**DOCUMENT SECTION:**
The patient had advanced lymphoma. The back pain was the result of massive inflammation of internal lymph nodes, progressing the entire time the patient was receiving physical therapy for a back injury he didn't have. Fortunately, cancer treatment was started in the nick of time, the patient responded, and his life was saved. To my knowledge, he is well to this day.

But now, let's be careful about the moral of this story. The orthopedist didn't do anything wrong, and would eventually have seen the patient again and realized this wasn't muscle strain. Generally, though, since specialists such as orthopedic surgeons see patients who have already passed through the filter of primary care, they can be fairly secure in the knowledge that what they are dealing with is an orthopedic problem. If it weren't, they wouldn't be seeing the patient in the first place.

It should come as no great surprise that if you see and treat muscle, bone, ligament and tendon injuries all day, every day, that's what you tend to think about. Similarly, cardiologists would not be faulted for the tendency to think that chest pain is related to the heart; infectious disease specialists think the patient referred to them is apt to have an infection. And of course, when you have a hammer, the world tends to resemble a nail.

The value of specialization is that it allows a great deal of concentrated expertise to be focused on specific problems within a given domain. The inherent limitation is some degree of tunnel vision. My role in the story of the medical student is no particular credit to me -- I did what any primary care provider would have done. Rather, it's testimony to the importance of primary care.

Because primary care providers are the initial contact for patients with a wide array of conditions, we are, in some sense, the proverbial Jack of all trades, master of none. But we make up for that liability by thinking broadly about what may be wrong. In fact, we are all taught to consider not only a wide array of specific diagnoses, but a wide array of categories of illness, represented by the mnemonic "VINNDICATE": vascular, infectious, neoplastic (cancer), neurological, drug-related, etc.

Sometimes the condition is something we can treat ourselves; sometimes, it warrants referral to a specialist. That tendency to refer for specialty care has resulted in the often denigrating term, "gate keeper," for the primary care role. But a gate keeper may, in fact, be of vital service to you if you are at risk of going through the wrong gate on your own. The above anecdote exemplifies this.

[Saved entries]
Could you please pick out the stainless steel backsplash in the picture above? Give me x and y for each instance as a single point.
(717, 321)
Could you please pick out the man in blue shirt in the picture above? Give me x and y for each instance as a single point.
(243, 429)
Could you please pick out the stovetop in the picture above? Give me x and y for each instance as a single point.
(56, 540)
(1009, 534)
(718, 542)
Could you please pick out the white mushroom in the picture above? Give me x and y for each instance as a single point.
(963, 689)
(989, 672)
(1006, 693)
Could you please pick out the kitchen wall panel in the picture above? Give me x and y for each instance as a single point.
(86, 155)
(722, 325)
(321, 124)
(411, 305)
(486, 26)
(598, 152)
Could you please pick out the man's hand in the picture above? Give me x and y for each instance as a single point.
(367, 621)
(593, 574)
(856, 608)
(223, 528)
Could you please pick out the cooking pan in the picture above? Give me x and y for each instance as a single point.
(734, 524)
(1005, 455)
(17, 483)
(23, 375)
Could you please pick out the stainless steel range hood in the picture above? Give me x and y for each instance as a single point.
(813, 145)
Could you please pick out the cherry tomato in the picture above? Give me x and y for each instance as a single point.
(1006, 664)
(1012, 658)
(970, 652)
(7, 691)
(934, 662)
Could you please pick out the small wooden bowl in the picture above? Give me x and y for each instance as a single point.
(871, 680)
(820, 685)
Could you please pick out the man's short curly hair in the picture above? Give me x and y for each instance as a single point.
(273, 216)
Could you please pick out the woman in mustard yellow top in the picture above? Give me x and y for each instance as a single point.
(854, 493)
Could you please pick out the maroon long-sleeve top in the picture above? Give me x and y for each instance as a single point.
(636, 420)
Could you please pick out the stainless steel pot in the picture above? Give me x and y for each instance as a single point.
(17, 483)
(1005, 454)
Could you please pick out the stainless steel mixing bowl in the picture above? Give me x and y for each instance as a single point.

**YOUR TASKS:**
**A.** From the passage on primary care, transcribe the part that opens with the words containing "It should come" and closes with "of primary care.".
**B.** According to the passage on primary care, what caused the patient's back pain?
**C.** Take the passage on primary care further, continuing from its final sentence.

**ANSWERS FOR EACH ITEM:**
**A.**
It should come as no great surprise that if you see and treat muscle, bone, ligament and tendon injuries all day, every day, that's what you tend to think about. Similarly, cardiologists would not be faulted for the tendency to think that chest pain is related to the heart; infectious disease specialists think the patient referred to them is apt to have an infection. And of course, when you have a hammer, the world tends to resemble a nail.

The value of specialization is that it allows a great deal of concentrated expertise to be focused on specific problems within a given domain. The inherent limitation is some degree of tunnel vision. My role in the story of the medical student is no particular credit to me -- I did what any primary care provider would have done. Rather, it's testimony to the importance of primary care.

**B.** Massive inflammation of internal lymph nodes from advanced lymphoma.

**C.**
Unfortunately, along with a potential lack of respect for primary care comes a lack of financial reward. The cost of medical education -- generally well into six figures -- is the same for a family practitioner as for an ophthalmologist specializing in Lasik surgery; but their salaries at the end of training may differ ten-fold!

This discourages many medical students -- particularly those paying for medical school with loans -- from choosing primary care. They would be stuck with enormous debts for years -- limiting their ability to buy a home, support a family, or take a vacation.

The cost of these disparities is an enormous national shortage of primary care providers, estimated at over 40,000 by the American Medical Association. Inadequate primary care in turn means delayed access, higher costs, a burden of preventable illness, and the potentially tragic consequences of patients guessing wrong when choosing a "gate" on their own.

Fixing this requires loan forgiveness and other potential incentives for medical students choosing primary care careers, expanded reliance on non-physician providers, and medical reimbursement rates that show as much respect for good thinking as for procedures. It also requires the appreciation of patients, among health care's greater rewards. Health care reform legislation addresses some of this, but not all, and does not go far enough according to most authorities.

So please, care about primary care -- and advocate for the respect and rewards it deserves. No matter how expert, care cannot be good, or do you good, if it isn't the care you need. Sometimes, we all need a little help right at the starting gate.